Copy the lines below word for word, keeping their order.

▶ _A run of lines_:
····················

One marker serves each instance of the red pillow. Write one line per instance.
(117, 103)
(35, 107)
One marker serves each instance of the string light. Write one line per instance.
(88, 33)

····················

▶ _Output of the task_:
One marker serves each instance of the red pillow. Write one line per instance.
(117, 103)
(35, 107)
One marker serves each instance of the string light. Write one line per instance.
(88, 33)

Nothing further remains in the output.